Retype all of the records below line for line, changing nothing.
☆ ☆ ☆
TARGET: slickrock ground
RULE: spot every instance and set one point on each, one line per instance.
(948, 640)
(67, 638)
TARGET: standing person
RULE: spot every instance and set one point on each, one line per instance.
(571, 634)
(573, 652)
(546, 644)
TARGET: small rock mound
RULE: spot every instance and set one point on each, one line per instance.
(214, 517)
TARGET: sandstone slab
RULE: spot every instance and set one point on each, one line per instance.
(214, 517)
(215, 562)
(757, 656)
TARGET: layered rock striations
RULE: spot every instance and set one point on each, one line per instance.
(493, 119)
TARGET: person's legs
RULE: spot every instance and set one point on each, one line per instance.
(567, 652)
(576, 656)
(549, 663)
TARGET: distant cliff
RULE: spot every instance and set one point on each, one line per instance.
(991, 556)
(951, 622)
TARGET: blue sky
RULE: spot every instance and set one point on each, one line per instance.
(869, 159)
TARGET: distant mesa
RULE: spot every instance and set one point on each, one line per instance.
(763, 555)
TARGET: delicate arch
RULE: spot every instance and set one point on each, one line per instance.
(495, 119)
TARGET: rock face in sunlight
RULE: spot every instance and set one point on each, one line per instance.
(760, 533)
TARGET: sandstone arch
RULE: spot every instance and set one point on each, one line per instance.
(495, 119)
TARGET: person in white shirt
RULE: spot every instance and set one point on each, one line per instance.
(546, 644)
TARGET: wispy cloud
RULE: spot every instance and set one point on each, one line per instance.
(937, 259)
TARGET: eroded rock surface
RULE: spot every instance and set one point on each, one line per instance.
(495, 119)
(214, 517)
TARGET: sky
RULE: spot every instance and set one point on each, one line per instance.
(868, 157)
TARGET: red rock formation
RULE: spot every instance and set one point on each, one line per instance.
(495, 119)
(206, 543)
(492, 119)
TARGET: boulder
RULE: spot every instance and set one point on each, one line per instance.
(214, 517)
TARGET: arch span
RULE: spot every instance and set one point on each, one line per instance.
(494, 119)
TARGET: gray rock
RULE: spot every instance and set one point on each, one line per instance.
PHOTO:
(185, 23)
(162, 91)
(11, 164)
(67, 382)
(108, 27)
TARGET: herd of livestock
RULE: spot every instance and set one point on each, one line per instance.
☆ ☆ ☆
* _RESULT FOR THIS TASK_:
TARGET: slickrock ground
RULE: spot every instance and set one point on each, one line per instance.
(948, 640)
(67, 638)
TARGET: standing person
RULE: spot every instance and set one point on each, one line per instance.
(571, 634)
(573, 652)
(546, 644)
TARGET: small rock mound
RULE: spot every instance and set one point on each, one line per instance.
(214, 517)
TARGET: sandstone slab
RULE: spot every instance and set one point on each, one line per instance.
(214, 517)
(215, 562)
(757, 656)
TARGET: layered rock striations
RULE: spot every instance and set one point on each, one line per instance.
(493, 119)
TARGET: person's legs
RULE: spot every instance and set one point on each, one line per instance.
(567, 652)
(576, 656)
(549, 663)
TARGET: distant cliff
RULE: spot every instance and set one point on each, one line per instance.
(991, 556)
(951, 622)
TARGET: blue sky
RULE: spot every instance and set one point on each, one line per instance.
(869, 159)
TARGET: distant mesa
RULE: spot every instance and set one point on each, one line per instance.
(763, 555)
TARGET: delicate arch
RULE: spot every instance and set one point on each, one line per instance.
(495, 119)
TARGET: rock face in sunlight
RULE: spot every instance and set one point on each, one line per instance.
(760, 533)
TARGET: sandstone arch
RULE: spot every instance and set one point on each, one line per instance.
(495, 119)
TARGET: person in white shirt
RULE: spot every instance and set one point on each, one line per instance.
(546, 644)
TARGET: wispy cloud
RULE: spot every instance and set one point on each, one line per instance.
(937, 259)
TARGET: eroded rock surface
RULE: spot every instance and set one point on each, one line per instance.
(495, 119)
(214, 517)
TARGET: sky
RULE: spot every instance and set one point on each, one line per instance.
(868, 157)
TARGET: red rock formation
RULE: spot every instance and set one point on each, one line per instance.
(495, 119)
(206, 543)
(492, 119)
TARGET: boulder
RULE: spot every instance and set one point on each, one line per instance.
(214, 517)
TARGET: arch span
RULE: spot every instance and set one point on each, one line per instance.
(494, 119)
TARGET: gray rock
RULE: spot every instance and set one point on each, one line per instance.
PHOTO:
(185, 23)
(162, 91)
(11, 164)
(67, 382)
(108, 27)
TARGET: herd of livestock
RULE: spot every instance and set one point on each, one line per instance.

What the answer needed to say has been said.